TASKS TO CARRY OUT:
(1) Reproduce the part of the osage bow thread starting with "Well Martin, you" and going on through "always wanted to.".
(2) Name each distinct username that heads a post in the osage bow thread.
(3) Extend the osage bow thread from its final line onward.

TEXT PROVIDED:
────────────────────────────────────────

# Osage Self Bow; build along



## Todd Cook (Jun 9, 2014)

Well Martin, you inspired me. Most of ya'll know I make glass bows. I've made 3 hickory selfbows that turned out pretty good. I've never tried osage, but always wanted to.

A few weeks ago Charlie 2 Arrows gave me a stave. And a nice one too. It's out of a tree he cut in South Carolina. 

Today I cut into it just a little, kinda nibbled around the edges 

I think I'll take it to the Poole plantation this weekend and let the arteest give me some pointers. The stave is very straight for osage, with only a couple knots. The rings are tight though, and I don't really know how to chase one. Would this be a good candidate for a bamboo back, or would you make a selfbow?


----------



## dh88 (Jun 9, 2014)

I'm a rookie myself but the ring in the center of the dime and the one below it look good to me.


----------



## Steve Milbocker (Jun 10, 2014)

Those are great rings. No need to back that one.


----------



## NCHillbilly (Jun 11, 2014)

Those are actually fairly fat rings for osage. It's a little heavy on the earlywood to latewood ratio, but it should make a good shooter. Chasing rings isn't that hard, especially with plenty of earlywood between each ring like that.


----------



## Todd Cook (Jun 14, 2014)

Well, I learned  a few things today: 
1. Osage is TOUGH stuff.

────────────────────────────────────────

INFORMATION SUPPLIED:
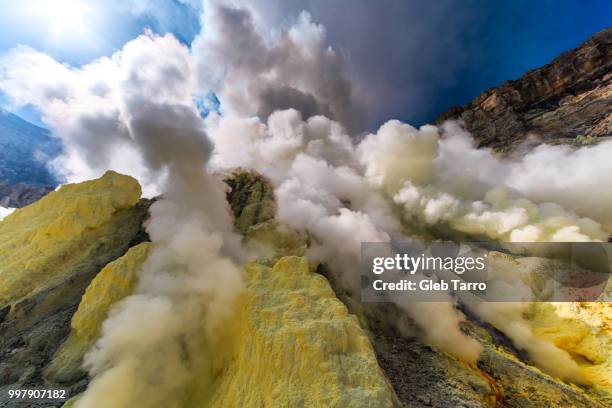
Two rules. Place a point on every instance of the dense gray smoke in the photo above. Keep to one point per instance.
(156, 343)
(257, 73)
(287, 111)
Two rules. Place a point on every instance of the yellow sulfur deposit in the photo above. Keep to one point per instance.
(298, 346)
(42, 241)
(582, 329)
(116, 281)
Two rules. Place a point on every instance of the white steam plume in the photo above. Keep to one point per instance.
(257, 73)
(134, 112)
(320, 188)
(137, 107)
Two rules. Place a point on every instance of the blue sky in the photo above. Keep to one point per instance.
(411, 59)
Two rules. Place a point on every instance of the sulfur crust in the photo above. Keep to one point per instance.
(37, 242)
(299, 346)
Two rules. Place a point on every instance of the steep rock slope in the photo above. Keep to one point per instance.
(113, 283)
(49, 253)
(569, 99)
(24, 151)
(299, 346)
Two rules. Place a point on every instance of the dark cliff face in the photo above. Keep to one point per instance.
(569, 99)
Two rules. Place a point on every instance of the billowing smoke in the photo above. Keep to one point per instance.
(288, 112)
(136, 109)
(321, 188)
(256, 72)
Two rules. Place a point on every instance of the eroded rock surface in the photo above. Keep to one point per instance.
(569, 99)
(49, 253)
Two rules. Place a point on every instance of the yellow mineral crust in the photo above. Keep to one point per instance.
(582, 329)
(38, 241)
(114, 282)
(298, 346)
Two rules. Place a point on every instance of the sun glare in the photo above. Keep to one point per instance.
(63, 16)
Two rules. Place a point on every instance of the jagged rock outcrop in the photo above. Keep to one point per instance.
(567, 100)
(113, 283)
(21, 194)
(49, 253)
(296, 340)
(298, 346)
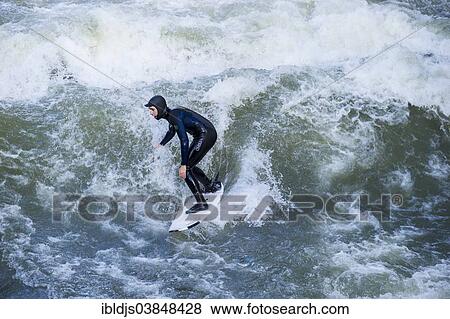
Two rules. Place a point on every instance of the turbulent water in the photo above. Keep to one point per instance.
(257, 69)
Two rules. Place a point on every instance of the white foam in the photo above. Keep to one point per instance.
(134, 42)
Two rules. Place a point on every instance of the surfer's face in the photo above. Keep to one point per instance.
(153, 111)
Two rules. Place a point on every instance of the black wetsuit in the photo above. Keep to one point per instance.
(183, 121)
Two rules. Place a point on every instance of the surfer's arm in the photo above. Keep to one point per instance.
(184, 143)
(170, 133)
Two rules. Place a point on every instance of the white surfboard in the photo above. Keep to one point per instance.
(186, 221)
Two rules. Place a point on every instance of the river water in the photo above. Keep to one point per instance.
(256, 69)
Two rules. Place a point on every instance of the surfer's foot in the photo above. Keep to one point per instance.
(197, 208)
(213, 187)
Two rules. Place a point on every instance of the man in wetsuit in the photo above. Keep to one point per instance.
(182, 121)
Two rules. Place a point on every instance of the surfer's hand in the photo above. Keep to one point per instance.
(182, 171)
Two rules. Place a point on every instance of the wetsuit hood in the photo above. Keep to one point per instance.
(160, 104)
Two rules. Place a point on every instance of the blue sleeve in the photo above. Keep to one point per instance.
(170, 133)
(184, 143)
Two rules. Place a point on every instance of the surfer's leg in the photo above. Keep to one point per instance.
(192, 180)
(197, 151)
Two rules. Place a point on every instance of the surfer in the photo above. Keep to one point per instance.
(183, 121)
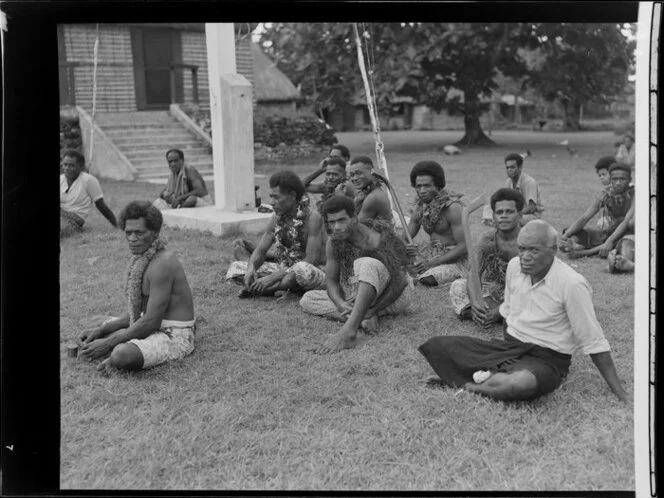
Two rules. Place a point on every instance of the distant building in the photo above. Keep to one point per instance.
(149, 66)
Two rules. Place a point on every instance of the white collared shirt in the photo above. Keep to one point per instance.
(557, 312)
(78, 197)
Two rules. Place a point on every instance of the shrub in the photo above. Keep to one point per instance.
(70, 132)
(272, 128)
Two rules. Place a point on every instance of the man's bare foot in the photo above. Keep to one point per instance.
(370, 325)
(105, 368)
(344, 339)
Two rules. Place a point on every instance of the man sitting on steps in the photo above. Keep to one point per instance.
(185, 187)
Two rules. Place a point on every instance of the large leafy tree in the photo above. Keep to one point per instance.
(576, 63)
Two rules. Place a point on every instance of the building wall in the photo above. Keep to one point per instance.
(115, 84)
(194, 51)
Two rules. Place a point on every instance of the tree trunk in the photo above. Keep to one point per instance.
(571, 116)
(471, 120)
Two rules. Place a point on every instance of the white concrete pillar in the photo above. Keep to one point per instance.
(231, 115)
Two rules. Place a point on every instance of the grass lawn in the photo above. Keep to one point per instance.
(253, 408)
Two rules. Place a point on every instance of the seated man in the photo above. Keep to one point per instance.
(337, 151)
(549, 313)
(78, 191)
(296, 232)
(366, 276)
(526, 185)
(445, 258)
(371, 201)
(159, 324)
(480, 295)
(185, 187)
(616, 203)
(335, 181)
(602, 168)
(626, 152)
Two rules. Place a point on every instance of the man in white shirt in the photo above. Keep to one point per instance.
(549, 315)
(78, 192)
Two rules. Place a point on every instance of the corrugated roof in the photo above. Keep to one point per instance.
(270, 84)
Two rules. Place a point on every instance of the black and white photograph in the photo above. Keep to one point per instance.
(325, 255)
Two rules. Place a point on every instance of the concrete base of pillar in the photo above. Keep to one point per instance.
(217, 221)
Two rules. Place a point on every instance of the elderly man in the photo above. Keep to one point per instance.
(616, 207)
(525, 185)
(335, 182)
(185, 187)
(480, 295)
(438, 212)
(366, 276)
(549, 315)
(78, 191)
(296, 231)
(159, 323)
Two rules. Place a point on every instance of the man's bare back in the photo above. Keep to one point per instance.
(181, 304)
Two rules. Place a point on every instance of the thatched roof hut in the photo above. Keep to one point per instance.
(270, 84)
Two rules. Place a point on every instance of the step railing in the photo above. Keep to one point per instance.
(69, 67)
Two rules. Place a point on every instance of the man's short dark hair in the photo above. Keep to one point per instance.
(336, 161)
(622, 167)
(338, 203)
(136, 210)
(362, 159)
(288, 181)
(507, 194)
(514, 157)
(429, 168)
(177, 151)
(80, 158)
(345, 153)
(605, 163)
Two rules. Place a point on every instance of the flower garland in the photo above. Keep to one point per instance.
(428, 213)
(291, 242)
(135, 272)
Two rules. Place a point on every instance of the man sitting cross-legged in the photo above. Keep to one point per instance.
(616, 204)
(480, 295)
(159, 324)
(296, 231)
(445, 258)
(185, 187)
(366, 275)
(78, 192)
(335, 181)
(549, 314)
(371, 201)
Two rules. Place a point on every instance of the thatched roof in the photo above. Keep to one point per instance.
(270, 84)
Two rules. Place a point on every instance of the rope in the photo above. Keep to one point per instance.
(94, 93)
(373, 114)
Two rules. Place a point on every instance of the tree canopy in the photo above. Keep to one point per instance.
(569, 62)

────────────────────────────────────────

PER-TASK ANSWERS:
(1)
Well Martin, you inspired me. Most of ya'll know I make glass bows. I've made 3 hickory selfbows that turned out pretty good. I've never tried osage, but always wanted to.

(2)
Todd Cook
dh88
Steve Milbocker
NCHillbilly

(3)
2. A hickory selfbow is far less work than osage.
3. Chasing a ring, although time consuming, isn't so difficult. 
4. This stuff could get addictive.

I traveled down to the Poole plantation today for the SGTP shoot and fundraiser. Great day of fun and fellowship. I knew I needed some guidance, so I asked Dan Beckwith for help. He took one look at the stave and said it will make a fine bow. 

He showed me how to follow the growth rings on the back down to a single layer. Basically you pick one and scrape away till you get there. Sounds easy enough. 3 hours later, I had maybe half of it done. That's ok, it's not a fast process.

Dan helped me cut out a rough bow shape. We used a hickory selfbow I made a couple of years ago as a guide, but cut well outside the lines.


----------



## Todd Cook (Jun 14, 2014)

Folks, if you want to learn about making selfbows, or shoot a good 3-d course, or just want to have some good clean fun, Ya'll should go to SGTP sometime. I took a couple of pics of some young folks learning the craft.


----------



## Todd Cook (Jun 15, 2014)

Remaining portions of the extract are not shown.